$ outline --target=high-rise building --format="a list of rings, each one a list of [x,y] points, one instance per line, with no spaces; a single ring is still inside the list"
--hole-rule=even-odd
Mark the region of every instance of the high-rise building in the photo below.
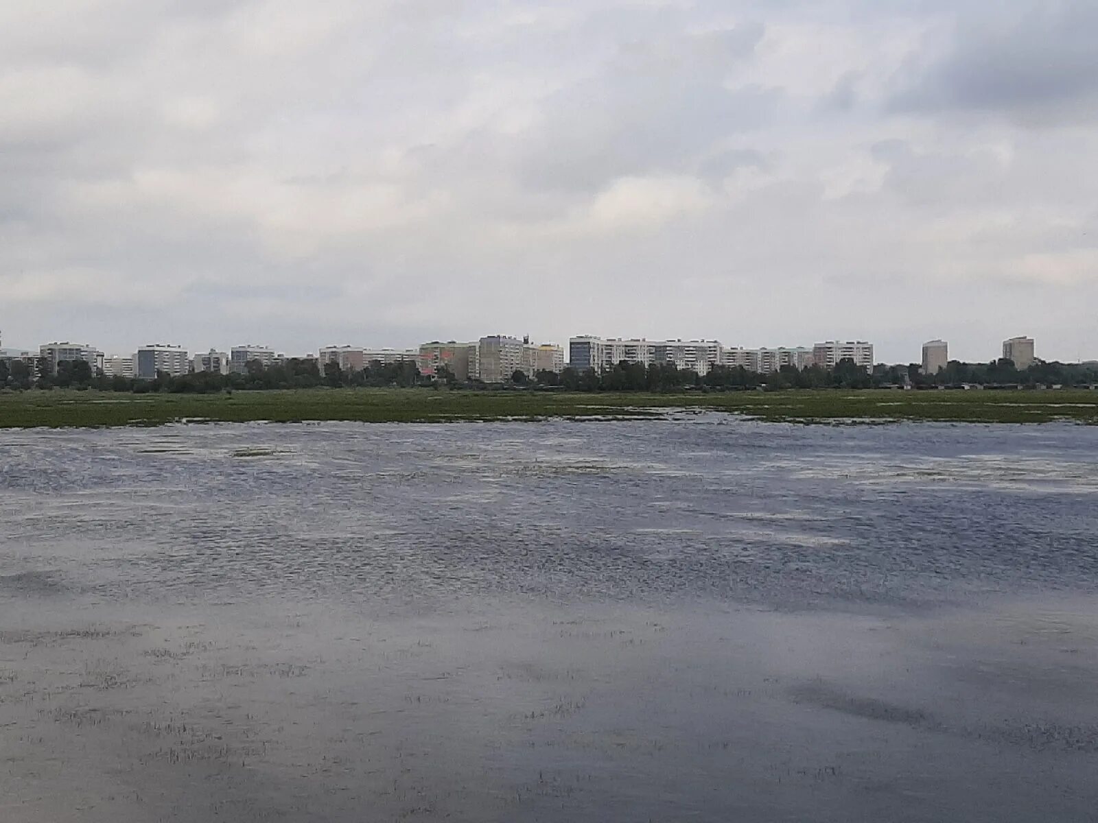
[[[262,363],[264,369],[269,369],[274,362],[274,351],[273,349],[268,349],[266,346],[255,346],[251,343],[234,346],[229,350],[229,370],[234,374],[246,374],[248,363],[253,360],[258,360]]]
[[[479,379],[480,343],[436,340],[419,347],[419,371],[424,374],[437,374],[442,367],[449,369],[455,379],[462,383]]]
[[[49,371],[57,373],[57,364],[65,361],[83,360],[96,374],[103,369],[103,352],[93,346],[81,346],[70,342],[46,343],[38,347],[38,357],[49,362]]]
[[[613,369],[620,362],[672,363],[706,374],[724,361],[724,346],[717,340],[646,340],[582,335],[569,340],[569,365],[574,369]]]
[[[234,351],[236,350],[234,349]],[[229,356],[215,349],[210,349],[205,354],[195,354],[191,364],[193,371],[213,372],[214,374],[228,374],[232,367]]]
[[[366,368],[365,349],[357,346],[327,346],[320,351],[317,367],[324,374],[324,367],[335,363],[345,372],[360,372]]]
[[[103,359],[103,374],[108,377],[130,377],[134,376],[134,359],[130,357],[113,356]]]
[[[726,348],[721,358],[721,365],[740,367],[749,372],[760,370],[760,349],[744,349],[742,346]]]
[[[1029,369],[1033,365],[1033,338],[1011,337],[1002,341],[1002,357],[1015,361],[1016,369]]]
[[[480,339],[480,379],[485,383],[505,383],[516,371],[523,371],[524,342],[506,335]]]
[[[381,363],[382,365],[390,365],[391,363],[403,363],[410,360],[418,364],[419,350],[418,349],[362,349],[362,359],[366,361],[367,365],[369,365],[370,363]]]
[[[538,372],[554,372],[560,374],[564,371],[564,349],[552,343],[523,345],[523,371],[527,375],[534,376]]]
[[[138,380],[153,380],[157,372],[167,372],[178,377],[187,374],[191,368],[187,349],[166,343],[149,343],[137,349],[134,363],[136,364],[135,376]]]
[[[813,361],[825,369],[833,369],[843,360],[853,360],[867,372],[873,371],[873,343],[864,340],[828,340],[813,346]]]
[[[755,360],[758,367],[753,371],[762,372],[763,374],[776,372],[785,365],[792,365],[794,369],[800,370],[811,365],[814,362],[813,350],[804,347],[758,349]]]
[[[950,347],[944,340],[928,340],[922,345],[922,373],[938,374],[950,362]]]

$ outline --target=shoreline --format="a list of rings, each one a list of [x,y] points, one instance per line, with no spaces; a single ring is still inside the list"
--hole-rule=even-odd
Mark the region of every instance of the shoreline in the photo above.
[[[804,390],[563,393],[430,388],[304,388],[220,394],[29,391],[0,394],[0,429],[149,427],[179,422],[477,422],[637,420],[669,412],[725,412],[768,422],[905,421],[1098,425],[1087,390]]]

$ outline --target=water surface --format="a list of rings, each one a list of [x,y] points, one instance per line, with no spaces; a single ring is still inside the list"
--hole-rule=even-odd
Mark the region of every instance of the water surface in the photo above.
[[[0,819],[1098,808],[1098,429],[0,431]]]

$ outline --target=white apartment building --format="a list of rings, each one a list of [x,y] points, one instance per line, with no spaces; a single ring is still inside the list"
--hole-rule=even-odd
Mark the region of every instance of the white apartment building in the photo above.
[[[724,362],[724,346],[717,340],[646,340],[581,335],[569,340],[569,364],[575,369],[603,371],[627,363],[673,363],[706,374]]]
[[[187,349],[167,343],[149,343],[137,349],[134,354],[136,365],[135,376],[138,380],[153,380],[157,372],[167,372],[172,376],[187,374],[191,369]]]
[[[360,372],[366,367],[365,351],[357,346],[326,346],[320,350],[317,367],[321,374],[328,363],[335,363],[345,372]]]
[[[253,343],[234,346],[229,350],[229,371],[235,374],[246,374],[248,363],[253,360],[258,360],[262,363],[264,369],[269,369],[274,362],[274,350],[268,349],[266,346],[255,346]]]
[[[757,353],[759,368],[755,369],[755,371],[762,372],[763,374],[776,372],[785,365],[792,365],[794,369],[799,371],[800,369],[805,369],[815,362],[813,350],[803,347],[778,347],[776,349],[763,348],[758,349]]]
[[[419,361],[419,350],[418,349],[362,349],[362,359],[366,361],[367,365],[370,363],[382,363],[383,365],[389,365],[391,363],[403,363],[411,360],[414,363]]]
[[[1029,369],[1033,365],[1033,338],[1011,337],[1002,341],[1002,357],[1015,361],[1015,368]]]
[[[506,335],[482,337],[479,342],[480,379],[485,383],[505,383],[523,369],[525,343]]]
[[[234,349],[235,351],[235,349]],[[214,374],[228,374],[233,363],[229,356],[224,351],[210,349],[205,354],[195,354],[191,363],[191,370],[195,372],[213,372]]]
[[[564,371],[564,349],[552,343],[523,345],[523,371],[529,376],[538,372],[554,372],[560,374]]]
[[[103,352],[93,346],[71,342],[54,342],[38,347],[38,357],[49,362],[49,370],[57,373],[57,364],[64,361],[83,360],[94,375],[103,369]]]
[[[833,369],[842,360],[853,360],[867,372],[873,371],[873,343],[864,340],[828,340],[813,347],[816,365]]]
[[[922,373],[938,374],[950,362],[950,346],[944,340],[928,340],[922,345]]]
[[[742,367],[749,372],[759,371],[760,349],[744,349],[742,346],[729,347],[720,358],[721,365]]]
[[[444,365],[462,383],[467,380],[478,380],[480,343],[435,340],[419,347],[419,371],[424,374],[437,374]]]
[[[119,357],[117,354],[103,359],[103,374],[108,377],[134,376],[134,359],[130,357]]]

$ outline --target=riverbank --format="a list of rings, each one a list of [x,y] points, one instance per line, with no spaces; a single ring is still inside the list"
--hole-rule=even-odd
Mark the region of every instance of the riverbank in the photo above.
[[[176,395],[112,392],[0,394],[0,428],[159,426],[188,420],[448,422],[539,418],[638,418],[665,409],[728,412],[770,421],[1098,424],[1089,391],[791,391],[687,394],[310,388]]]

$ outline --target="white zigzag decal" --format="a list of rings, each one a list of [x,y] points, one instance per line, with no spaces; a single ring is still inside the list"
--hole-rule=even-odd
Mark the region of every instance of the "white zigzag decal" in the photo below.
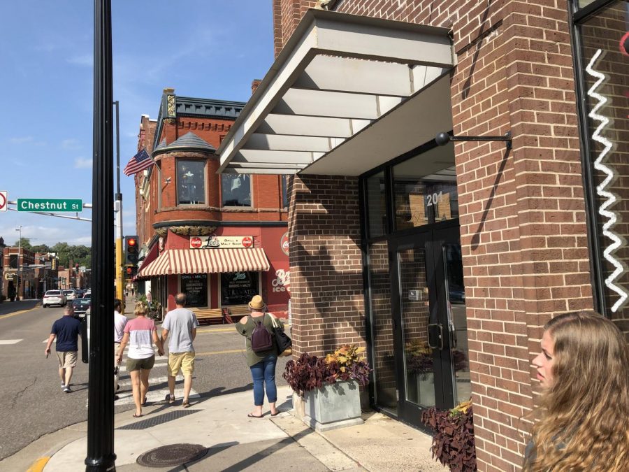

###

● **Directions for this task**: Recast every line of the rows above as a Markdown table with the columns Line and Content, numbering each line and skipping blank ones. Omit the pictures from the table.

● **Written answer**:
| Line | Content |
|---|---|
| 1 | $ outline --target=high-rise building --format="a list of rings, each one a list of [x,y] points, one instance per line, with no spaces; a single ring is still inside the list" |
| 2 | --hole-rule=even-odd |
| 3 | Mark the region of every instance of the high-rise building in the photo below. |
| 4 | [[[262,363],[264,369],[269,369],[274,362],[274,351],[273,349],[268,349],[266,346],[255,346],[251,343],[234,346],[229,350],[229,370],[234,374],[246,374],[248,363],[253,360],[258,360]]] |
| 5 | [[[479,379],[480,343],[436,340],[419,347],[419,371],[424,374],[437,374],[442,367],[449,369],[455,379],[462,383]]] |
| 6 | [[[49,371],[57,373],[57,364],[65,361],[83,360],[96,374],[103,369],[103,352],[93,346],[81,346],[70,342],[46,343],[38,347],[38,357],[49,362]]] |
| 7 | [[[613,369],[620,362],[672,363],[706,374],[724,361],[724,346],[717,340],[646,340],[582,335],[569,340],[569,365],[574,369]]] |
| 8 | [[[234,351],[236,350],[234,349]],[[229,356],[215,349],[210,349],[205,354],[195,354],[191,364],[193,371],[213,372],[214,374],[228,374],[232,367]]] |
| 9 | [[[366,368],[365,349],[357,346],[327,346],[320,351],[317,367],[324,374],[324,367],[335,363],[345,372],[360,372]]] |
| 10 | [[[103,359],[103,374],[108,377],[130,377],[134,376],[134,359],[130,357],[113,356]]] |
| 11 | [[[726,348],[721,358],[721,365],[740,367],[749,372],[760,370],[760,349],[744,349],[742,346]]] |
| 12 | [[[1029,369],[1033,365],[1033,338],[1011,337],[1002,341],[1002,357],[1015,361],[1016,369]]] |
| 13 | [[[480,339],[480,379],[485,383],[505,383],[516,371],[523,371],[524,342],[506,335]]] |
| 14 | [[[381,363],[382,365],[390,365],[391,363],[403,363],[410,360],[418,364],[419,350],[418,349],[362,349],[362,359],[366,361],[367,365],[369,365],[370,363]]] |
| 15 | [[[538,372],[554,372],[560,374],[564,371],[564,349],[552,343],[523,345],[523,371],[527,375],[534,376]]] |
| 16 | [[[138,380],[153,380],[157,372],[167,372],[178,377],[187,374],[191,368],[187,349],[166,343],[149,343],[137,349],[134,363],[136,364],[135,376]]] |
| 17 | [[[813,361],[825,369],[833,369],[843,360],[853,360],[867,372],[873,371],[873,343],[864,340],[828,340],[813,346]]] |
| 18 | [[[755,360],[758,367],[753,371],[762,372],[763,374],[776,372],[785,365],[792,365],[794,369],[800,370],[811,365],[814,362],[813,350],[804,347],[758,349]]] |
| 19 | [[[950,347],[944,340],[928,340],[922,345],[922,373],[938,374],[950,362]]] |
| 20 | $ outline --target=shoreline --format="a list of rings, each one a list of [x,y] points, one instance per line, with no spaces; a single ring is still inside the list" |
| 21 | --hole-rule=even-odd |
| 22 | Mark the region of every instance of the shoreline in the photo above. |
| 23 | [[[804,390],[563,393],[430,388],[304,388],[220,394],[29,391],[0,394],[0,429],[149,427],[179,422],[477,422],[637,420],[669,412],[725,412],[768,422],[905,421],[1098,425],[1087,390]]] |
| 24 | $ outline --target=water surface --format="a list of rings, each one a list of [x,y] points, one instance per line, with no spaces; a single ring is still inside the list" |
| 25 | --hole-rule=even-odd |
| 26 | Mark the region of every instance of the water surface in the photo above. |
| 27 | [[[0,819],[1098,808],[1098,429],[0,431]]] |
| 28 | $ outline --target=white apartment building --format="a list of rings, each one a list of [x,y] points, one instance per line, with no spaces; a single ring is still inside the list" |
| 29 | --hole-rule=even-odd |
| 30 | Mark the region of every instance of the white apartment building in the photo above. |
| 31 | [[[724,362],[724,346],[717,340],[646,340],[581,335],[569,340],[569,364],[575,369],[603,371],[627,363],[673,363],[706,374]]] |
| 32 | [[[187,349],[167,343],[149,343],[137,349],[134,354],[136,365],[135,376],[138,380],[153,380],[157,372],[167,372],[172,376],[187,374],[191,369]]] |
| 33 | [[[360,372],[366,367],[365,351],[357,346],[326,346],[320,350],[317,367],[321,374],[328,363],[335,363],[345,372]]] |
| 34 | [[[253,343],[234,346],[229,350],[229,371],[235,374],[246,374],[248,363],[253,360],[258,360],[262,363],[264,369],[269,369],[274,362],[274,350],[268,349],[266,346],[255,346]]] |
| 35 | [[[757,353],[759,368],[755,369],[755,371],[762,372],[763,374],[776,372],[785,365],[792,365],[794,369],[799,371],[800,369],[805,369],[815,362],[813,350],[803,347],[778,347],[776,349],[763,348],[758,349]]] |
| 36 | [[[419,361],[419,350],[418,349],[362,349],[362,359],[366,361],[367,365],[370,363],[382,363],[383,365],[389,365],[391,363],[403,363],[411,360],[414,363]]] |
| 37 | [[[1029,369],[1033,365],[1033,338],[1011,337],[1002,341],[1002,357],[1015,361],[1015,368]]] |
| 38 | [[[506,335],[482,337],[479,342],[480,379],[485,383],[505,383],[523,369],[525,343]]] |
| 39 | [[[234,349],[235,351],[235,349]],[[214,374],[228,374],[233,363],[229,356],[224,351],[210,349],[205,354],[195,354],[191,363],[191,370],[195,372],[213,372]]] |
| 40 | [[[564,371],[564,349],[552,343],[523,345],[523,371],[529,376],[538,372],[554,372],[560,374]]] |
| 41 | [[[103,352],[93,346],[71,342],[54,342],[38,347],[38,357],[49,362],[49,370],[57,373],[57,364],[64,361],[83,360],[94,375],[103,369]]] |
| 42 | [[[833,369],[842,360],[853,360],[867,372],[873,371],[873,343],[864,340],[828,340],[813,347],[816,365]]] |
| 43 | [[[922,373],[938,374],[950,362],[950,346],[944,340],[928,340],[922,345]]] |
| 44 | [[[742,367],[749,372],[759,371],[760,349],[744,349],[742,346],[729,347],[720,358],[721,365]]] |
| 45 | [[[444,365],[462,383],[467,380],[478,380],[480,343],[435,340],[419,347],[419,371],[424,374],[437,374]]] |
| 46 | [[[119,357],[117,354],[103,359],[103,374],[108,377],[134,376],[134,359],[130,357]]] |
| 47 | $ outline --target=riverbank --format="a list of rings, each one a list of [x,y] points, one instance per line, with no spaces; a single ring is still inside the list" |
| 48 | --hole-rule=even-odd |
| 49 | Mark the region of every instance of the riverbank in the photo above. |
| 50 | [[[176,395],[112,392],[0,394],[0,428],[159,426],[188,420],[448,422],[539,418],[638,418],[665,409],[728,412],[770,421],[1098,424],[1089,391],[791,391],[687,394],[310,388]]] |
| 51 | $ outline --target="white zigzag decal" --format="a list of rings, each one a list of [x,y] points, one instance per line, with no spaces; a single ring is still inside the list" |
| 52 | --hole-rule=even-odd |
| 53 | Mark the region of every instance of the "white zigzag decal" in the photo below. |